Collected data entries:

————

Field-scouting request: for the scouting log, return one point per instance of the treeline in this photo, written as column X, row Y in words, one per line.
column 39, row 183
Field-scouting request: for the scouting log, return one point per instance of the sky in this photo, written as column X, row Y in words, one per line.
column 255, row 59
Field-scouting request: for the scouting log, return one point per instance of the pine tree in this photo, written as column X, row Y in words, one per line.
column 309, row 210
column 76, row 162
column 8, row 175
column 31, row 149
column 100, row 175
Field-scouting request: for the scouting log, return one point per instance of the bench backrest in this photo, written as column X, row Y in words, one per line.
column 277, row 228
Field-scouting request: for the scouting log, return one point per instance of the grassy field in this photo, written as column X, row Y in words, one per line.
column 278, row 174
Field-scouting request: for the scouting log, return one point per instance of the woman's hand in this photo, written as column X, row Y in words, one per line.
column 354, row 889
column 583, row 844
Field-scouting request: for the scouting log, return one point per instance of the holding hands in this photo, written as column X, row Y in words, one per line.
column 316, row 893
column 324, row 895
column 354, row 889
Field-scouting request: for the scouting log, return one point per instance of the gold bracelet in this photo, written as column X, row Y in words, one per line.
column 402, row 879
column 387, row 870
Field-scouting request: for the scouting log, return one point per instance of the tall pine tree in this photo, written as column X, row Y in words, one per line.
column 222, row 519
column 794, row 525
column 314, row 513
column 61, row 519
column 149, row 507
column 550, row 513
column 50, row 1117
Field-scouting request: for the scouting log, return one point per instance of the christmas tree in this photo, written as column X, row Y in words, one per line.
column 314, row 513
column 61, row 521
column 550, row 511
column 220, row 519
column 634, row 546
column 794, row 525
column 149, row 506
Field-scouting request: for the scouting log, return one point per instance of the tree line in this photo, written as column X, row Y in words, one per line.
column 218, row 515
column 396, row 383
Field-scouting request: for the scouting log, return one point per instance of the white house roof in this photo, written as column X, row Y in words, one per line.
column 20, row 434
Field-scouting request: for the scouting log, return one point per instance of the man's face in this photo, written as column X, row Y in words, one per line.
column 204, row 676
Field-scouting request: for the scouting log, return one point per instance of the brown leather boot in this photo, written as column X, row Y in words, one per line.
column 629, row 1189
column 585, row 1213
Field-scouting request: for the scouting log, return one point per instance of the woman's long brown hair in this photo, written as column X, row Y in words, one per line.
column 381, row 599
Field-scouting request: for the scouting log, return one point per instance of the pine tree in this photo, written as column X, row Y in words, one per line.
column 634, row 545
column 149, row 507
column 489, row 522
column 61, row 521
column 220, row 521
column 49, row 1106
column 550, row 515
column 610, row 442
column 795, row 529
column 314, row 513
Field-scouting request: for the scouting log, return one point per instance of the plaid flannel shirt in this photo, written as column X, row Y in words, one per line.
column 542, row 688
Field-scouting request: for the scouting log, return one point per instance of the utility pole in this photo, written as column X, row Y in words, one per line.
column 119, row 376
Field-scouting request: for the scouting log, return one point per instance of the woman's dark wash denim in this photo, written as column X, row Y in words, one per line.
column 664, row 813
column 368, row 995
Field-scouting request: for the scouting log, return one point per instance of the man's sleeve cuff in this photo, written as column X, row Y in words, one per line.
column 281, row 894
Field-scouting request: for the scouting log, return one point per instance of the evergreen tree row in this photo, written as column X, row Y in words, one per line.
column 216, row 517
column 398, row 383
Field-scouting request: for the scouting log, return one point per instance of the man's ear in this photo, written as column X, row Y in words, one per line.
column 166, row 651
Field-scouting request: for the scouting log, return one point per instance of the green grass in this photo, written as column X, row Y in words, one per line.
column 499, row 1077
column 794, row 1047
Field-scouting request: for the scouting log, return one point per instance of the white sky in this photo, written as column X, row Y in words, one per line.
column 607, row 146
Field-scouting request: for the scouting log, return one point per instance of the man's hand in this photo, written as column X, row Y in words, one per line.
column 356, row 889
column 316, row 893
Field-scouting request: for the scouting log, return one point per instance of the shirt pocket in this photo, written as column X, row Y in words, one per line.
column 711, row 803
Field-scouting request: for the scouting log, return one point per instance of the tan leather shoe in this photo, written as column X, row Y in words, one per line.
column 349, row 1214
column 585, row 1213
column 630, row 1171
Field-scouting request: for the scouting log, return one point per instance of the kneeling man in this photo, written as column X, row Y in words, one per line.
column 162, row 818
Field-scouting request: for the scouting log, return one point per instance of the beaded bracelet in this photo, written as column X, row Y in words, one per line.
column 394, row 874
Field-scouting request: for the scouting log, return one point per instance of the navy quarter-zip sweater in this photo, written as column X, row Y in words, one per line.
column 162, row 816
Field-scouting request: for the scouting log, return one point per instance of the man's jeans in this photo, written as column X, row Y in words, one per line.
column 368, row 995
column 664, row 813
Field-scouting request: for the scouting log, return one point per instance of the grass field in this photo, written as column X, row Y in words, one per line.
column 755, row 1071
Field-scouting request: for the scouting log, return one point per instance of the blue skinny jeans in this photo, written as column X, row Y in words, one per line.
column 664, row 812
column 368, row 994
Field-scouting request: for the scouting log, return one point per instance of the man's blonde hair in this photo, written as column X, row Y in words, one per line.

————

## WHAT IS EXPECTED
Nothing but the lines from the one with "the man's jeans" through the final line of the data above should be output, exactly as written.

## RESULT OF THE EXERCISE
Field-scouting request: for the scouting log, return one point per instance of the man's jeans in this photo, written as column X, row Y in words, one per line.
column 368, row 995
column 664, row 813
Field-scouting request: for the scouting log, return one point per instance of the grass field in this photo, written as column X, row Y in words, one per line.
column 755, row 1071
Field-scouting request: for the scouting log, return one point per instance of the blue skinny jeans in this photo, written as column X, row Y in words, one per line.
column 664, row 812
column 368, row 994
Field-scouting request: for the scouting log, return one point per instance of the man's blonde hair in this photo, written as column X, row Y in words, one per line.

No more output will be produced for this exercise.